* Start *

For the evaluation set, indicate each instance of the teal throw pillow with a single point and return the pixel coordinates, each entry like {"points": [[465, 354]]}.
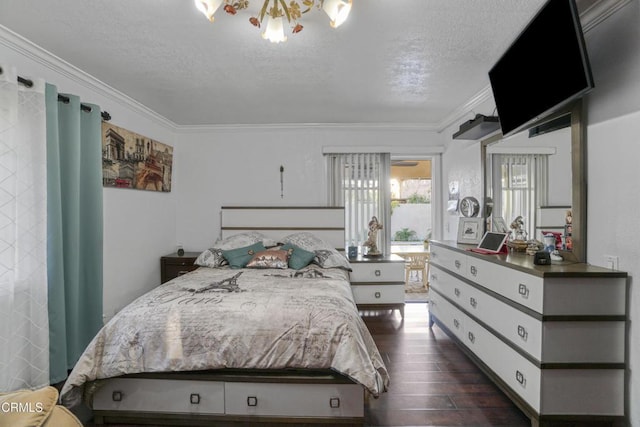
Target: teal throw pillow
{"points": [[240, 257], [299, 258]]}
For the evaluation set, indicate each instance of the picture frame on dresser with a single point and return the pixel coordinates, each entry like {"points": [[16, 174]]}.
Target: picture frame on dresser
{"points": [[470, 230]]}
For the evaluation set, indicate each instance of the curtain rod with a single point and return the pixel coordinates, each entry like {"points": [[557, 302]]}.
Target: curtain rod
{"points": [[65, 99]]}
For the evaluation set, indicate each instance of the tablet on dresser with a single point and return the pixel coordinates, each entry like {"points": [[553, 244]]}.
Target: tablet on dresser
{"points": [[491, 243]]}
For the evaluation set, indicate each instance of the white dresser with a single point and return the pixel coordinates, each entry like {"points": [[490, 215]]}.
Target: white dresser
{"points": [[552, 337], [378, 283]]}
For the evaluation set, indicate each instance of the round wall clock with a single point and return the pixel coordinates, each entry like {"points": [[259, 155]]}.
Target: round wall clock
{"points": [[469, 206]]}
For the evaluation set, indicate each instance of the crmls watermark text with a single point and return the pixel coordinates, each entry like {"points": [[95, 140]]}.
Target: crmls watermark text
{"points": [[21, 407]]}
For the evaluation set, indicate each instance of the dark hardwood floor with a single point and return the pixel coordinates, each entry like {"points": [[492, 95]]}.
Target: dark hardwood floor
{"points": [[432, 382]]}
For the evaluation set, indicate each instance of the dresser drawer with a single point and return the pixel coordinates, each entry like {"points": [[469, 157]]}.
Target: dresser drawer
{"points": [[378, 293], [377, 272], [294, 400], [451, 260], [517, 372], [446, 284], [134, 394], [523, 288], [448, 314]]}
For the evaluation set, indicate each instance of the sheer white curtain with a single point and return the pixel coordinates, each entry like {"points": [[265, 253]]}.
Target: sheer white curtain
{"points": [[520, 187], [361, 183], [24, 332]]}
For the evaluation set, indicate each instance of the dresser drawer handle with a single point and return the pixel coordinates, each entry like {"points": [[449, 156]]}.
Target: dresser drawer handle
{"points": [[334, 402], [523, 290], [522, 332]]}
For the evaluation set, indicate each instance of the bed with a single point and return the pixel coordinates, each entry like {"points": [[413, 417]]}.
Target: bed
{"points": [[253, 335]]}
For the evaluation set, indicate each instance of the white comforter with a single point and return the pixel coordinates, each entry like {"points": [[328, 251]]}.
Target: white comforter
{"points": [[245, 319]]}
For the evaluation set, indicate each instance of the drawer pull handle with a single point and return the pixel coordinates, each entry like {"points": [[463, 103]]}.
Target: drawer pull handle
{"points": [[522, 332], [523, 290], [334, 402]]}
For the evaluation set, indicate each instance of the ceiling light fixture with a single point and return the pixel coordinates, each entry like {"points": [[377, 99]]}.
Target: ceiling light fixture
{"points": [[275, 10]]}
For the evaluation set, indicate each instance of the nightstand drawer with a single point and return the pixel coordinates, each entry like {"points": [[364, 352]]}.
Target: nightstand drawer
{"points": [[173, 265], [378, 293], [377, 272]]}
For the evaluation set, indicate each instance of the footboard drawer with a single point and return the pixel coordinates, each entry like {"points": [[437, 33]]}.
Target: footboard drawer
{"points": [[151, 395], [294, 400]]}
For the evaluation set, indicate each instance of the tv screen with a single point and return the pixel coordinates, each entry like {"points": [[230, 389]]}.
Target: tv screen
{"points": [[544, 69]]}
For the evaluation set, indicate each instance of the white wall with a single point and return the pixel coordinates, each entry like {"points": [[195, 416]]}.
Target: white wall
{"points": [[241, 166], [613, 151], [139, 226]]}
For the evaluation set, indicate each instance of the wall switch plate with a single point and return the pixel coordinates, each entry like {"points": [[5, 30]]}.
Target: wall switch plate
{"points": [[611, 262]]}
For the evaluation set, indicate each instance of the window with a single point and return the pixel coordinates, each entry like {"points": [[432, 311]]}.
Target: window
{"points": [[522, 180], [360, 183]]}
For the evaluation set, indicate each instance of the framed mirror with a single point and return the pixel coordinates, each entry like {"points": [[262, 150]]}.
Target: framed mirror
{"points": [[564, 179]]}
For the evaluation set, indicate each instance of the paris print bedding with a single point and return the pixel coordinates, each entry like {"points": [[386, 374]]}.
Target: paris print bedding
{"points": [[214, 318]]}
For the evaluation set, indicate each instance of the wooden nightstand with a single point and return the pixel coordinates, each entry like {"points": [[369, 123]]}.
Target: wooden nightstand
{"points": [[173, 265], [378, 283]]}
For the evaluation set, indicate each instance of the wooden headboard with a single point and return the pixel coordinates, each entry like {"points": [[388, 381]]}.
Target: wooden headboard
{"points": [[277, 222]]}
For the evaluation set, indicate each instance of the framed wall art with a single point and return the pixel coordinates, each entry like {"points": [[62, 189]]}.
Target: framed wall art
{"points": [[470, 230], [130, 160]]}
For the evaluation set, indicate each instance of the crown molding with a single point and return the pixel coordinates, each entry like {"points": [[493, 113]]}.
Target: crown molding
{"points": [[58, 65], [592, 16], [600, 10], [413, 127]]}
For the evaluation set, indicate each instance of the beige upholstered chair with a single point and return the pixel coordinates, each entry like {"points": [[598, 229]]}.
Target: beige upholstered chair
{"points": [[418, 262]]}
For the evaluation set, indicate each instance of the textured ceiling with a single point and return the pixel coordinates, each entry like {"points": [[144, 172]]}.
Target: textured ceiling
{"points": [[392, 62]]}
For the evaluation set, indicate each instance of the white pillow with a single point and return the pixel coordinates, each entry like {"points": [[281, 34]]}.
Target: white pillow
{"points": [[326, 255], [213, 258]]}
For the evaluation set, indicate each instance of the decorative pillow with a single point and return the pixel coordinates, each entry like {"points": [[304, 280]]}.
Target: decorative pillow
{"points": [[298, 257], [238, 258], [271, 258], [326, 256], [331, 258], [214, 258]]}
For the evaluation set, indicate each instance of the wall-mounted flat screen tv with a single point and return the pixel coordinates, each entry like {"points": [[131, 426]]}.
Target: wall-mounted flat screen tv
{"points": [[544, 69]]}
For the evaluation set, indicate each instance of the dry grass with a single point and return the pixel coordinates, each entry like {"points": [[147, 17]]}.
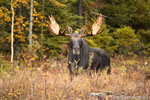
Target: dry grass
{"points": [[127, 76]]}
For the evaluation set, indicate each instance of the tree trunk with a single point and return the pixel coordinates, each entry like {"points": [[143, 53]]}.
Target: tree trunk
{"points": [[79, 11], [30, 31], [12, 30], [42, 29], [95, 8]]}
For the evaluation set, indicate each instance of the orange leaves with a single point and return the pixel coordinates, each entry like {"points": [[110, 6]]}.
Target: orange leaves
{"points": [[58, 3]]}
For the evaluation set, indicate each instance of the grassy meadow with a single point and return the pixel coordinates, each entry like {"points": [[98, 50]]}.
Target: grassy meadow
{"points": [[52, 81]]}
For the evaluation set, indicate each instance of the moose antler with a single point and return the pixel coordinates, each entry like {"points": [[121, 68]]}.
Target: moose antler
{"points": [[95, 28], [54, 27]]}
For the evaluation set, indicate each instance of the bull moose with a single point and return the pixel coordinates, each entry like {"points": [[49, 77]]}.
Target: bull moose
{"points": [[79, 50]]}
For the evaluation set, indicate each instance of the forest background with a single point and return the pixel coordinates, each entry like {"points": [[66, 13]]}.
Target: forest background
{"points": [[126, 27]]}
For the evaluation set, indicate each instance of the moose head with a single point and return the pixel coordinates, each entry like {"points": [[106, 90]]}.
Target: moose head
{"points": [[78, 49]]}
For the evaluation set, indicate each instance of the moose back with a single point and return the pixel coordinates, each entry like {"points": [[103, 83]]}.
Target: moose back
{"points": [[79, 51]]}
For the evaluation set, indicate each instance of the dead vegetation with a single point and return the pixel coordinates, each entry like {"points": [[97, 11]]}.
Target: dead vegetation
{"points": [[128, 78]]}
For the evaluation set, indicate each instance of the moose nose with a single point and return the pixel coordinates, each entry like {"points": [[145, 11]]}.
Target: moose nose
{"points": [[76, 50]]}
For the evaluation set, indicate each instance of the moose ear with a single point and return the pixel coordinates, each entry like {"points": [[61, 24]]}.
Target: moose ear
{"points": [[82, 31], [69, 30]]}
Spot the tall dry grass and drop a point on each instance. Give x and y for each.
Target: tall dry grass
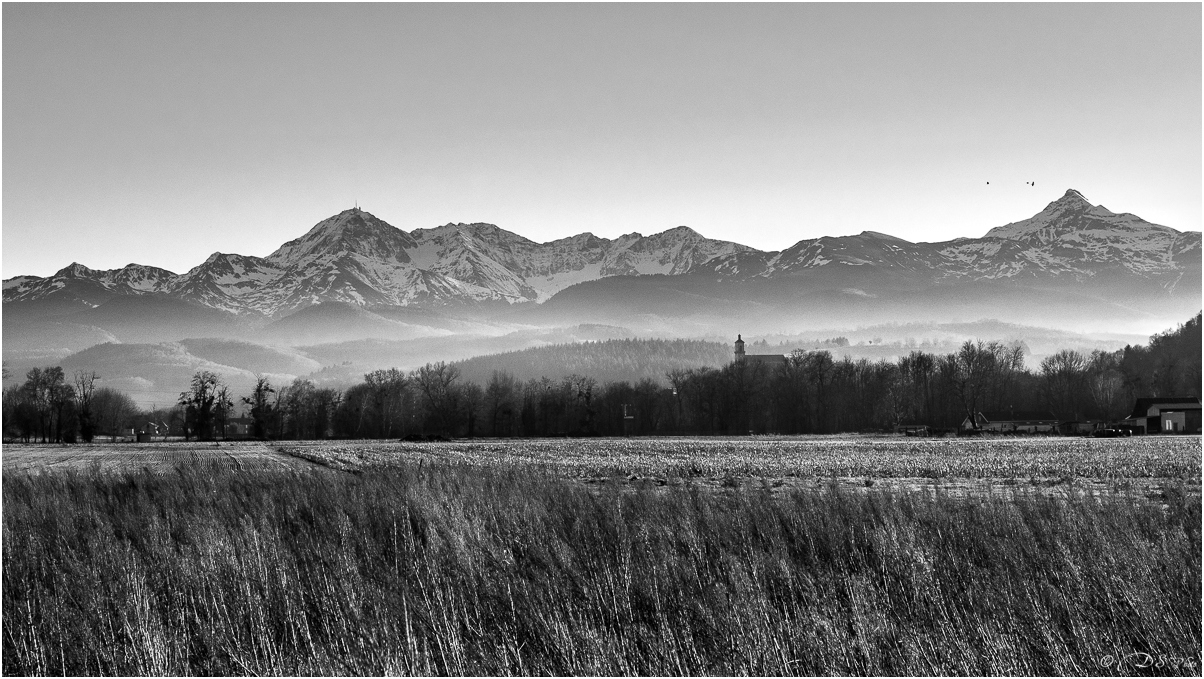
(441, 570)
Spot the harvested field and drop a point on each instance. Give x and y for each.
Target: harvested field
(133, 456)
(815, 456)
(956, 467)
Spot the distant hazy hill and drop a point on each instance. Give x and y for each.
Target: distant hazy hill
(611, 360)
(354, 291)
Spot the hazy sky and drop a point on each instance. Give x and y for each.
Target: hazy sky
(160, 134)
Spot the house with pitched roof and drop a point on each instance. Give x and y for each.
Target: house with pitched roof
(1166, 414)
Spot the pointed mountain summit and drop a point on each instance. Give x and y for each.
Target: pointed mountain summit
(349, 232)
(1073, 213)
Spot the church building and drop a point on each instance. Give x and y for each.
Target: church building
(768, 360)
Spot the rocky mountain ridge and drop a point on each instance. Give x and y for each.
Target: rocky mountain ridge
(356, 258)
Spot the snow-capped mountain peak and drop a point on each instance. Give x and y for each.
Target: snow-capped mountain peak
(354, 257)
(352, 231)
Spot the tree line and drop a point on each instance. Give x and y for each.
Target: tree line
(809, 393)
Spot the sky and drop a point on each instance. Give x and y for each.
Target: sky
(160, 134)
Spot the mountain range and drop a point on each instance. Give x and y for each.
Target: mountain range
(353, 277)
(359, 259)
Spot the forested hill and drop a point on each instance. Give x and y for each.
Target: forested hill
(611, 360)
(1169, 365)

* End *

◆ **YOUR OBJECTIVE**
In the records above, find the line containing "For the evaluation set, indicate each instance of the moose ear". Reproduce it and every line after it through the last line, omitting pictures.

◆ **ANSWER**
For the evaluation set, indicate each instance of the moose ear with a single point and return the pixel coordinates, each entry like {"points": [[61, 24]]}.
Target: moose ear
{"points": [[82, 31], [69, 30]]}
Spot the tall dry grass and drop a point on each instance. Give x and y for each.
Target: tall dry grass
(441, 570)
Spot the harvested field and drop a point on each instance. Give x and y for each.
Target: harvested field
(133, 456)
(815, 456)
(956, 467)
Spot the distant hazy hill and drop a point on each instance. Give x and y for each.
Target: distant hazy hill
(611, 360)
(354, 291)
Spot the hazy sky and drop a point on each instance. Give x and y for each.
Target: hazy sky
(160, 134)
Spot the house with pitched roof and drop a point on each instance. Give x and y for each.
Target: house with pitched roof
(1166, 414)
Spot the pointed mountain summit and drop a point on each instance. Give x and y for each.
Target: pointed mountain summit
(349, 232)
(1073, 213)
Spot the church building and drop a point on each instance. Give x and y for each.
Target: church building
(768, 360)
Spot the rocky mountain ridge and drop a point on each instance. Give x and y for each.
Target: rocky mountain ridge
(356, 258)
Spot the snow-capped mountain peak and drop a point on each instance. Give x and y for each.
Target: snow-capped mountain peak
(354, 257)
(352, 231)
Spot the tree line and drop a point on each instance. Give x and y for each.
Target: tree line
(809, 393)
Spot the sky and drop a point on each instance. Give x and y for each.
Target: sky
(160, 134)
Spot the mountain range and drop a point on each instance. Give x and y for each.
Target: mountain range
(353, 277)
(359, 259)
Spot the forested hill and drop a point on each instance. Give x and y for each.
Target: forested hill
(611, 360)
(1169, 365)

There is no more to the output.